Start of Provided material

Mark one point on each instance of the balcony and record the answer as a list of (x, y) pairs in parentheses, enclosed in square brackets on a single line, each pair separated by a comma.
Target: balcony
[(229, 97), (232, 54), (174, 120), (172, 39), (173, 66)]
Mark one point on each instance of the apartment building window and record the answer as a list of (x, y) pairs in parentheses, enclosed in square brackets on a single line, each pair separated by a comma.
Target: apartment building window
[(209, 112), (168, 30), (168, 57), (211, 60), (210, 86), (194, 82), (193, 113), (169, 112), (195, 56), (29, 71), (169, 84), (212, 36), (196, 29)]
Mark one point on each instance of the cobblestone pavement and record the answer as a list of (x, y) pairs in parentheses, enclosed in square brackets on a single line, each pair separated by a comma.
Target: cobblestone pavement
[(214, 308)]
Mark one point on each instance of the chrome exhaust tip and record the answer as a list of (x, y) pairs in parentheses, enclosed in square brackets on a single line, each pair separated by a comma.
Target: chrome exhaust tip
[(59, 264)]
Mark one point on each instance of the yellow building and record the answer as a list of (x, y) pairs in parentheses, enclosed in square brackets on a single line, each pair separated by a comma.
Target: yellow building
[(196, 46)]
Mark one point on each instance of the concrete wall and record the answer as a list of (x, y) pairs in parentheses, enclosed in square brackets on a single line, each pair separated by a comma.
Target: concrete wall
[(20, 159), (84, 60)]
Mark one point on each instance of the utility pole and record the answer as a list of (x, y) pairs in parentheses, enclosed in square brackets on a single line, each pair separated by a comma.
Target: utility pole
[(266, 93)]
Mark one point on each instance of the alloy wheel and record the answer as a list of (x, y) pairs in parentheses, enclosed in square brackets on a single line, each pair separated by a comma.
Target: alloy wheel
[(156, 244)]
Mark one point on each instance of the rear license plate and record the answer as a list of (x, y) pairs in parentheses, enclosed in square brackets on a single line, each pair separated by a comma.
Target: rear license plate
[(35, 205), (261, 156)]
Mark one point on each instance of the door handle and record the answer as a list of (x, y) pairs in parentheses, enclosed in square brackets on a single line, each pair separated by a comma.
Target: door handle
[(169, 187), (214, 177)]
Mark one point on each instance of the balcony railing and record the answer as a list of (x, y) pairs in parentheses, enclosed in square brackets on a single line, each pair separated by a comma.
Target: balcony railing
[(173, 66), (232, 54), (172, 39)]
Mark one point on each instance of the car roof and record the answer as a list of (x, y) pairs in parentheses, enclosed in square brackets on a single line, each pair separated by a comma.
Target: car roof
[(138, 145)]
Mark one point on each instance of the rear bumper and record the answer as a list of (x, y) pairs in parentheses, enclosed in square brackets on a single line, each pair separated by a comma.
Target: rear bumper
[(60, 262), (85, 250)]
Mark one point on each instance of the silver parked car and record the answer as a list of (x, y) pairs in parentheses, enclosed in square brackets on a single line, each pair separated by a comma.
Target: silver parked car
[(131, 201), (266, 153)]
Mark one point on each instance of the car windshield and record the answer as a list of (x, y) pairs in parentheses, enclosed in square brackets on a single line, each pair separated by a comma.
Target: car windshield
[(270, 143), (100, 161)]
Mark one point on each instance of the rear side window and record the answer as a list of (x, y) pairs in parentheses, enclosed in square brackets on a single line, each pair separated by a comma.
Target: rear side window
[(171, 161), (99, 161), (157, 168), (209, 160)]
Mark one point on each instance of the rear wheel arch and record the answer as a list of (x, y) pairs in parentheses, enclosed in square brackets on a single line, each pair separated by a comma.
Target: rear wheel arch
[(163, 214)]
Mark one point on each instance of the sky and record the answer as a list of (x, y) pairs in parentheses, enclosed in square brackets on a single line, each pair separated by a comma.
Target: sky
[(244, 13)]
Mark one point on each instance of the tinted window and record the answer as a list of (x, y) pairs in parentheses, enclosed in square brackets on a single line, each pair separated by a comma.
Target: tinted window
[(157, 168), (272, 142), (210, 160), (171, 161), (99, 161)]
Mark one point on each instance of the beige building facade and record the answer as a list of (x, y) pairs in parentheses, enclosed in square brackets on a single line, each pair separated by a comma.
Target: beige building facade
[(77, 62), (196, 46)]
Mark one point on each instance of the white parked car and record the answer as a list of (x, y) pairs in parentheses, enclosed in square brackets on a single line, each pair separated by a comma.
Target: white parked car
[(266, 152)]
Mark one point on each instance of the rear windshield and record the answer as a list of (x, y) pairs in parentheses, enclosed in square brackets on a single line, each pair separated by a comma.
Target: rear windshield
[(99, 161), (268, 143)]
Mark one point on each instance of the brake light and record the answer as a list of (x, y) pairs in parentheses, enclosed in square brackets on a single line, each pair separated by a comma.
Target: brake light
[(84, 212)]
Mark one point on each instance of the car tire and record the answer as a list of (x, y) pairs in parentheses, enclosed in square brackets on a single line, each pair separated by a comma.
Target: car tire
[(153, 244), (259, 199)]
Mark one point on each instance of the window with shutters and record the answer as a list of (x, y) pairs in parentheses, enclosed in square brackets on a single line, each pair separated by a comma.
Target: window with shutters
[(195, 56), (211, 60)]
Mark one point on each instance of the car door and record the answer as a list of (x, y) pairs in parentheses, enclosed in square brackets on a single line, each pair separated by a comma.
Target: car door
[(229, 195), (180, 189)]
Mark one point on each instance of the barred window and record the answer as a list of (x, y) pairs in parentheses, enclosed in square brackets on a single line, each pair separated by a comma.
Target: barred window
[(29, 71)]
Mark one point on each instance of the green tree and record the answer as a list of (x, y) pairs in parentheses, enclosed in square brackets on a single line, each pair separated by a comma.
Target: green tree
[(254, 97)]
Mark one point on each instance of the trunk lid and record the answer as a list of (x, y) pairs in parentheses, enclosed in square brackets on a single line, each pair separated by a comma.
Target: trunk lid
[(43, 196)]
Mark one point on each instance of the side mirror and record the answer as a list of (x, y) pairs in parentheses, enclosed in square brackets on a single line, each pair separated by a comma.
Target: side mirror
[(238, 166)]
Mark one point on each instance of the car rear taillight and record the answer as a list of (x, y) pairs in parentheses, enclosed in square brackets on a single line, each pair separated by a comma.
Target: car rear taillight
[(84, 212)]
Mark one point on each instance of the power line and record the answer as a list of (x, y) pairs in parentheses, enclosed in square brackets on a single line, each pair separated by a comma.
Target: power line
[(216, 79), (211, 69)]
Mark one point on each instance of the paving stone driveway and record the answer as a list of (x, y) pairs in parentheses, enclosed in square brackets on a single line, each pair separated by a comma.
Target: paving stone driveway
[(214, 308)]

End of Provided material

Problem to work on » Write out exactly the lines of the entries above that run from the line containing "Mark one point on each instance of the power" through the last line, including both.

Exercise output »
Mark one point on each instance of the power line and record the answer as a list of (x, y) pairs in parentheses, enclosed in square brackets on a single line, each pair separated by a comma.
Target: power line
[(216, 79), (211, 69)]
Mark one point on each instance of the paving stone driveway and record the answer as a list of (x, y) pairs in parentheses, enclosed in square brackets on a single line, each pair separated by a comma.
Target: paving stone driveway
[(214, 308)]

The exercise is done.